■ **Task instructions**: Copy out the rows again with "keypoint" replaced by "marker" and nothing else changed. Begin at the line that has "the wooden nightstand", stop after the last of the rows, and give only those lines.

■ **Listed records**:
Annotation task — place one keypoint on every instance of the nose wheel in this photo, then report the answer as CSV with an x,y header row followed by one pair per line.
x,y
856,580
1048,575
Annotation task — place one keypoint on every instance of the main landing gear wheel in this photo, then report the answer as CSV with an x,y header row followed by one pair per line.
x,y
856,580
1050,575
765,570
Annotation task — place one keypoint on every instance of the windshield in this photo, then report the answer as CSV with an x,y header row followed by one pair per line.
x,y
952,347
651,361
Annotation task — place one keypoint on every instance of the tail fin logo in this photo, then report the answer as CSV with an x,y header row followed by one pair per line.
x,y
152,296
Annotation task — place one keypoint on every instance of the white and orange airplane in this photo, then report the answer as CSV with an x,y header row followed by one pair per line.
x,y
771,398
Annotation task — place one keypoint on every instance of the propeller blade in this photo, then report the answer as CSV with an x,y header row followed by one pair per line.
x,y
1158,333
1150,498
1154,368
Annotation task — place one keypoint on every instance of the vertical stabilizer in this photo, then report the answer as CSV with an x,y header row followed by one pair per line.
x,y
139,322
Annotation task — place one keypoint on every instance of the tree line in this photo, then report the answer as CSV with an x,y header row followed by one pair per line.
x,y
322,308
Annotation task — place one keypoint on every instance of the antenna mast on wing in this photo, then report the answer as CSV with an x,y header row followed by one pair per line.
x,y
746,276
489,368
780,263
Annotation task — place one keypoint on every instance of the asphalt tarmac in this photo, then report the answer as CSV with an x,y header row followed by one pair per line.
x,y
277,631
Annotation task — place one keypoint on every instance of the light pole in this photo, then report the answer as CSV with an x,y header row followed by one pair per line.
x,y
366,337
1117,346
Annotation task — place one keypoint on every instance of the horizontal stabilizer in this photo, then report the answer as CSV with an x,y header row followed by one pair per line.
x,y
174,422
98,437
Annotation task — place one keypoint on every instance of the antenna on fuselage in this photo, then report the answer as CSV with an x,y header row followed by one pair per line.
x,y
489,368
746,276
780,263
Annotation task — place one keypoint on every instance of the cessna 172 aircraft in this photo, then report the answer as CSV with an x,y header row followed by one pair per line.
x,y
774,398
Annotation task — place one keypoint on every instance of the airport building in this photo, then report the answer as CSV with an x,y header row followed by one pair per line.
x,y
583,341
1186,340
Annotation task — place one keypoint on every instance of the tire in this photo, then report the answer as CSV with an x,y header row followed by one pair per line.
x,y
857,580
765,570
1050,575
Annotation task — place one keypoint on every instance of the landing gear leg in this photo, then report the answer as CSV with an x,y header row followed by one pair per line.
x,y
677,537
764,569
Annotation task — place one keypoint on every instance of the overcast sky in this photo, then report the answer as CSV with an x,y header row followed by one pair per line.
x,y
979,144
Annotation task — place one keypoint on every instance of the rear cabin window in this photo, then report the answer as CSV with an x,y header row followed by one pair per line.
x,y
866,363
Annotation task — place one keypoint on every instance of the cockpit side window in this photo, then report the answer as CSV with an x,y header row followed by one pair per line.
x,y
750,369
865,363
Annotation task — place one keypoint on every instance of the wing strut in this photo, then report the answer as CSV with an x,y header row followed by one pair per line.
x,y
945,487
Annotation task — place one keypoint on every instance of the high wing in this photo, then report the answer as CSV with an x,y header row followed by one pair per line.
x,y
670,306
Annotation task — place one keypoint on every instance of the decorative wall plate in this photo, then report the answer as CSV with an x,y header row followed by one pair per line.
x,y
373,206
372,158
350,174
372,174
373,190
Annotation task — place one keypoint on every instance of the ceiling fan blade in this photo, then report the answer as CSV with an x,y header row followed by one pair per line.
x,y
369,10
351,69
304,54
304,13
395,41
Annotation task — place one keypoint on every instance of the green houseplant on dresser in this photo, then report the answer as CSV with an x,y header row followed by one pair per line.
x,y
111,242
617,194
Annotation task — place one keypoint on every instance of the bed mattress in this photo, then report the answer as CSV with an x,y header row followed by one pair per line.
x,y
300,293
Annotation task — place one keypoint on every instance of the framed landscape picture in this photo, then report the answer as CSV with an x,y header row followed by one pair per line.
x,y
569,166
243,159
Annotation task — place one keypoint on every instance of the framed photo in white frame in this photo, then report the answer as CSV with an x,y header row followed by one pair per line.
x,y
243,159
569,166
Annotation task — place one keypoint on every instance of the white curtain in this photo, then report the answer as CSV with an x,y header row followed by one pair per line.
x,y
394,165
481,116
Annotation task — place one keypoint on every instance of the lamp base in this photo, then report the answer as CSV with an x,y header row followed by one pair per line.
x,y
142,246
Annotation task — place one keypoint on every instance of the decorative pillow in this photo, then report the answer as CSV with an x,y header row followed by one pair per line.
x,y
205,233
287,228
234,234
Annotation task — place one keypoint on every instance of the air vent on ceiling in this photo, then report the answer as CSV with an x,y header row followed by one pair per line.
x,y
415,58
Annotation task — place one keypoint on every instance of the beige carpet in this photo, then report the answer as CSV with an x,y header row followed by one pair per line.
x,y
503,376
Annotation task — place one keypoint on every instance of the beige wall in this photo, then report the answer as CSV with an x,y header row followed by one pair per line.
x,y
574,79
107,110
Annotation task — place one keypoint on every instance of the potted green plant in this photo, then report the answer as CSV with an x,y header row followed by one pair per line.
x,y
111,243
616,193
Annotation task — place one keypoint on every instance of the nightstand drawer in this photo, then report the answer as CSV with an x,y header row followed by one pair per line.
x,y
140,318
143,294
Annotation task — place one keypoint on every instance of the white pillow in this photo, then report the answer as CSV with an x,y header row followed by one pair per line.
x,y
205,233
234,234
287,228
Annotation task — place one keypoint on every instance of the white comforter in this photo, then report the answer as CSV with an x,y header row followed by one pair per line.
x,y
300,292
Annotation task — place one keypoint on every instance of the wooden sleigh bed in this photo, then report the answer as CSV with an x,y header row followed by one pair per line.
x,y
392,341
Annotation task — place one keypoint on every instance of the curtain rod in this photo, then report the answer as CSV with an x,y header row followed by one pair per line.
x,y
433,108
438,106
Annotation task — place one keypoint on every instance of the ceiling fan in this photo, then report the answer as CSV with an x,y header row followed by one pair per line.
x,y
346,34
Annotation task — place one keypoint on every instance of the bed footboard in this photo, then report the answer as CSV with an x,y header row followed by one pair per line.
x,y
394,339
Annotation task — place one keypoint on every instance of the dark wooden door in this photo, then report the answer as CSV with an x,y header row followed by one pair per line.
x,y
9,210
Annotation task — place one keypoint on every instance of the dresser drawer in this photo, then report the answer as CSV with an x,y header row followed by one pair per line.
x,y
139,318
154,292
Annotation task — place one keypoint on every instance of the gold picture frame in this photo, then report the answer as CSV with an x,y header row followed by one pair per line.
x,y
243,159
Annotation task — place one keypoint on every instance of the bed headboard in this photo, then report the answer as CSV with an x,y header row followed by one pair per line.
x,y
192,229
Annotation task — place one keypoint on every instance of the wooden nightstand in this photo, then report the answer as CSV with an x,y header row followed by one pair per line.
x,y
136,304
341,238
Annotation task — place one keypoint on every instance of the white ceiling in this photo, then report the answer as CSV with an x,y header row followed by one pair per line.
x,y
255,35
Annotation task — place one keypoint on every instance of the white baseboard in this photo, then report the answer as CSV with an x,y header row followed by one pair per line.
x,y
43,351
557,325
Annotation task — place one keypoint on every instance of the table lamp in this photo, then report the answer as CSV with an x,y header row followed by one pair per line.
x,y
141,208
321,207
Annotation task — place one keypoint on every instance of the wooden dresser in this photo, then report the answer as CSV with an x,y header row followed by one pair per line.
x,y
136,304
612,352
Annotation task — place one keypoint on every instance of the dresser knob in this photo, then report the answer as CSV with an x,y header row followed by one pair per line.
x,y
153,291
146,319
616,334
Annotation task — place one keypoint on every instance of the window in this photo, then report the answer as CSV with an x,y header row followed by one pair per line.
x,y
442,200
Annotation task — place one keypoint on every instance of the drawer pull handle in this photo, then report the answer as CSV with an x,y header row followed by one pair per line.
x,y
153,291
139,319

■ **Response for this exercise**:
Annotation task — place one marker on every instance of the wooden nightstand in this photo, then report the answer as CSV with an x,y header row followed by one pair per line.
x,y
136,304
341,238
Annotation task — place one marker on every instance of the white ceiling in this photo, then report the answer as CSV with an x,y header row followed by one pair per line.
x,y
255,35
Annotation task — place one marker on every instance of the white baseboard in this photo, then report the answer as CSV with an x,y header row followed by one pair per line.
x,y
43,351
557,325
Annotation task — place one marker on every instance of the table lamp in this photo, then report the answer as CSV with an x,y header row followed by one pair per line.
x,y
141,208
321,207
Annotation task — place one marker on every instance of the wooden dresser in this photo, then report the answer as CSV with an x,y header row followed by one pair per line.
x,y
136,304
612,352
Annotation task — place one marker on every instance of the dresser knob in this photo, then report the answer as CSV with an x,y header row followed by one pair per line.
x,y
153,291
146,319
616,334
Annotation task — place one marker on every instance of the window in this photo, then report the answer as CSV with an x,y header row followed by one pair per line.
x,y
442,200
Annotation task — place one marker on every instance of the drawer pull handle in this photo, then report the answer as CSV with an x,y header row followed by one pair per line.
x,y
153,291
139,319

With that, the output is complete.